## Yang Perlu Dikerjakan
Jawab pertanyaan berikut berdasarkan berita tentang catatan LBH Padang di bawah.
(a) Berapa kasus dengan aparat penegak hukum sebagai pelaku yang dicatat LBH Padang selama 2010–2016?
(b) Berapa orang korban dalam kasus-kasus itu?
(c) Menurut rilis LBH Padang, perbuatan para oknum itu menghancurkan apa?

## Kutipan Halaman
____
Hukum  

Catatan LBH Padang 2010 – 2016, Tumpulkah Hukum Terhadap Aparat Pelaku Kekerasan?

EkspresNews.com – Dalam kurun waktu 2010-2016 Lembaga Bantuan Hukum (LBH) Padang mencatat 80 kasus yang melibatkan aparat penegak hukum baik Polisi, TNI, Petugas Lapas, Hakim, Satpol PP sebagai pelaku.

Kasus-kasus tersebut terekam dalam bentuk penganiayaan, penangkapan sewenang-wenang, penyiksaan dan pengancaman, dengan korban sebanyak 282 orang. Pelaku tertinggi adalah Polisi, TNI, Petugas LP, Satpol PP Sepanjang tahun 2016 LBH Padang mendampingi 6 kasus kekerasan dengan klasifikasi, 3 kasus penyiksaan, 3 kasus penganiayaan, 1 kasus dilakukan oleh TNI, 1 kasus dilakukan oleh Satpol PP, 1 kasus dilakukan oleh sipir penjara (Lapas), dan 3 kasus dilakukan oleh Polisi.

Tentu banyak kasus yang luput dari perhatian LBH Padang, tetapi data tersebut minimal memberikan gambaran tentang potret penegak hukum di Sumatera Barat. Perbuatan-perbuatan oknum aparat penegak hukum jelas menggerogoti rule of law yang tidak dapat  dibenarkan dalam sudut pandang apapun baik hukum maupun moral. “Perbuatan ini menghancurkan kewibawaan penegak hukum dan membuat publik kehilangan rasa percaya bahwa mereka dapat hidup aman dalam perlindungan negara hukum,” tulis LBH Padang dalam relis yang diterima, Rabu (1/2) di Padang.
____
## Data yang Tersedia
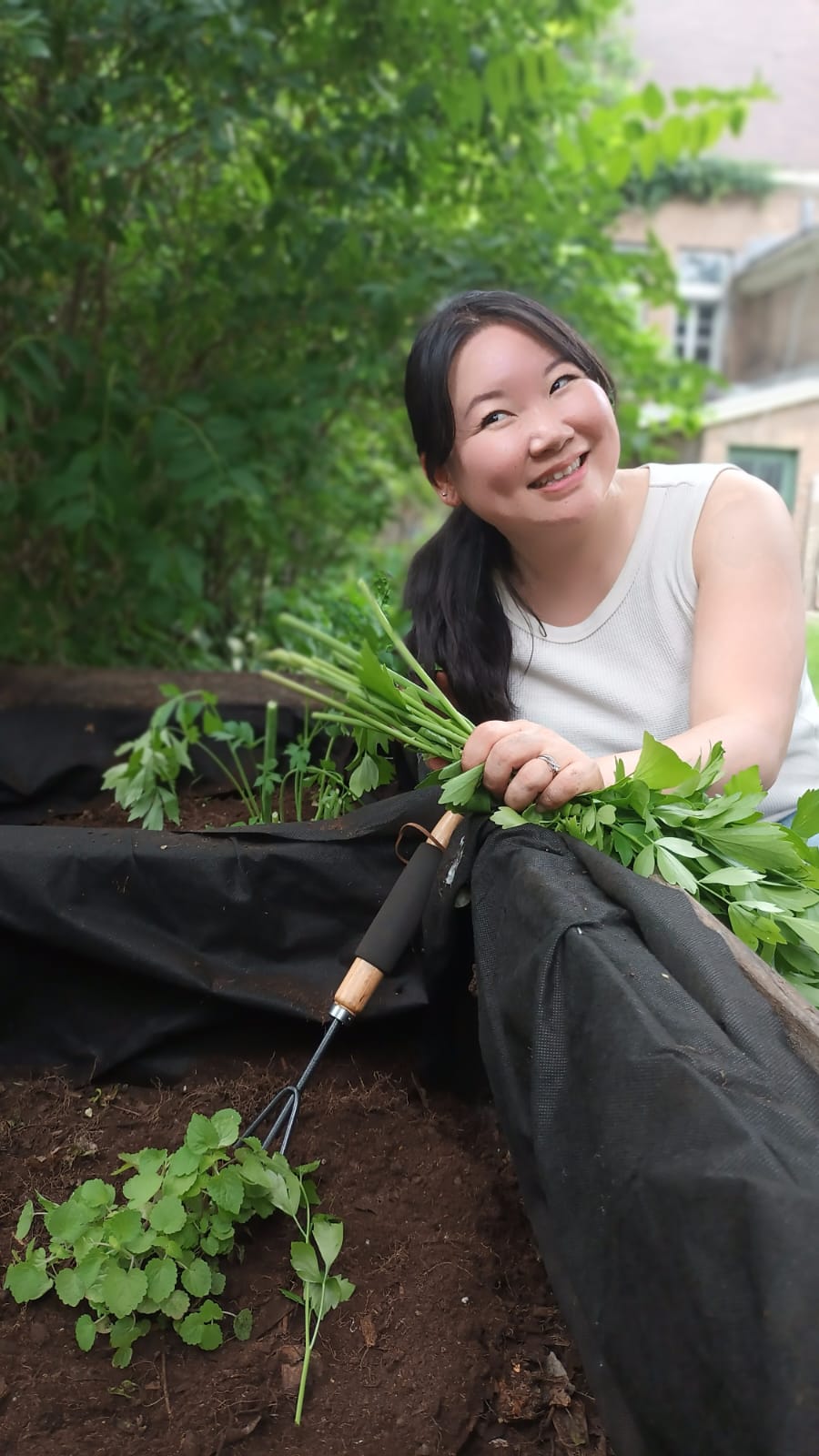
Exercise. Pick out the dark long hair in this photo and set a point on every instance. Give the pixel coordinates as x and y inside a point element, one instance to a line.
<point>458,622</point>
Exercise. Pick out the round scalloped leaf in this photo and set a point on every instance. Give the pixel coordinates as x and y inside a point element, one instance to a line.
<point>162,1276</point>
<point>197,1279</point>
<point>26,1281</point>
<point>227,1123</point>
<point>123,1290</point>
<point>167,1216</point>
<point>69,1286</point>
<point>85,1332</point>
<point>142,1187</point>
<point>201,1136</point>
<point>24,1222</point>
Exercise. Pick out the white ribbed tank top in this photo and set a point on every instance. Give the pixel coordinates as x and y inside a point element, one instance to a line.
<point>625,669</point>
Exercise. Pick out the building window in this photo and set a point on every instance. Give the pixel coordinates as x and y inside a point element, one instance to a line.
<point>697,334</point>
<point>703,277</point>
<point>778,468</point>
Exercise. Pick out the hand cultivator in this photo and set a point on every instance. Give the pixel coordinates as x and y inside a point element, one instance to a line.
<point>376,957</point>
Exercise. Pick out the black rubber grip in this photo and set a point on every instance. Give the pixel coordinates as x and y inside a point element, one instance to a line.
<point>390,931</point>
____
## Jawaban Latihan
(a) 80 kasus.
(b) 282 orang.
(c) Kewibawaan penegak hukum.